_Page text_:
--*--

But the hire of Robert J. Eatinger Jr. was the most significant. A 20-year veteran of the CIA’s Office of General Counsel, Eatinger’s career is publicly defined by the management of 'inconvenient' evidence.
In 2005, Eatinger provided the legal cover for the destruction of 92 videotapes showing the waterboarding of detainees. His name also appears over 1,600 times in the Senate’s classified report on the CIA’s detention and interrogation program.
Eatinger’s involvement raises a chilling question: Was he hired to defend a bribery case, or was he hired because he knows exactly how to ensure sensitive records never see the light of day?
The Pay-to-Play Loop
The final push for clemency followed a familiar pattern of high-dollar influence and media rebranding. Federal Election Commission records indicate that the path to Trump's pardon was paved with millions in contributions.
On New Year’s Eve 2024, as the legal walls closed in, Isabela Herrera - the banker billionaire’s daughter - injected $2.5 million into the pro-Trump super PAC MAGA Inc. Seven months later, after prosecutors had already agreed to gut the charges but before the final sentencing could take place, she followed up with another $1 million. The pardons arrived exactly six months after the first cheque cleared.
While the money flowed behind the scenes, a public effort was launched to scrub Rossini’s record.
In September 2025, Tucker Carlson released a documentary titled "The 9/11 Files," featuring Rossini as its central protagonist. Carlson presented Rossini not as a disgraced agent or a fixer for oligarchs, but as a heroic whistleblower.
The documentary omitted every inconvenient fact of Rossini’s career, including his 2009 felony conviction for illegally accessing FBI databases to help a Hollywood private eye, his extensive work for Deripaska, and his partnership with the imprisoned Charles McGonigal. It further overlooked his role as the primary intermediary in the bribery of a governor.
By the time the pardon was signed, the narrative had been successfully flipped. Rossini was no longer a defendant in a corruption case, but a "victim" of the "deep state".

--*--

_Provided data_:
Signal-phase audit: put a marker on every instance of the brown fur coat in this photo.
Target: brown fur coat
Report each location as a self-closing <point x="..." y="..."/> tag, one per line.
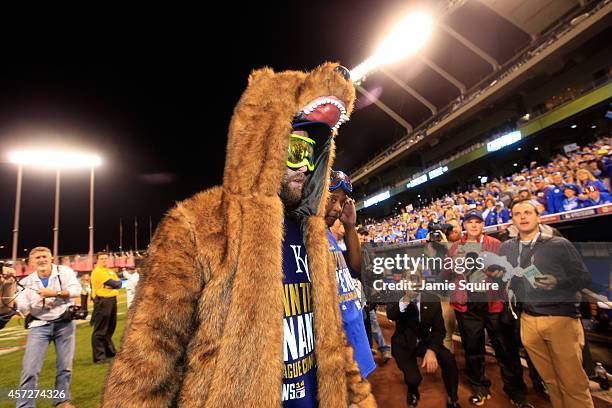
<point x="206" y="326"/>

--*--

_What you should do_: Copy the stretch from "In 2005, Eatinger" through "millions in contributions." of the article on the Rossini pardon, changing "videotapes" to "recordings". Work only from the article on the Rossini pardon.

_Result_:
In 2005, Eatinger provided the legal cover for the destruction of 92 recordings showing the waterboarding of detainees. His name also appears over 1,600 times in the Senate’s classified report on the CIA’s detention and interrogation program.
Eatinger’s involvement raises a chilling question: Was he hired to defend a bribery case, or was he hired because he knows exactly how to ensure sensitive records never see the light of day?
The Pay-to-Play Loop
The final push for clemency followed a familiar pattern of high-dollar influence and media rebranding. Federal Election Commission records indicate that the path to Trump's pardon was paved with millions in contributions.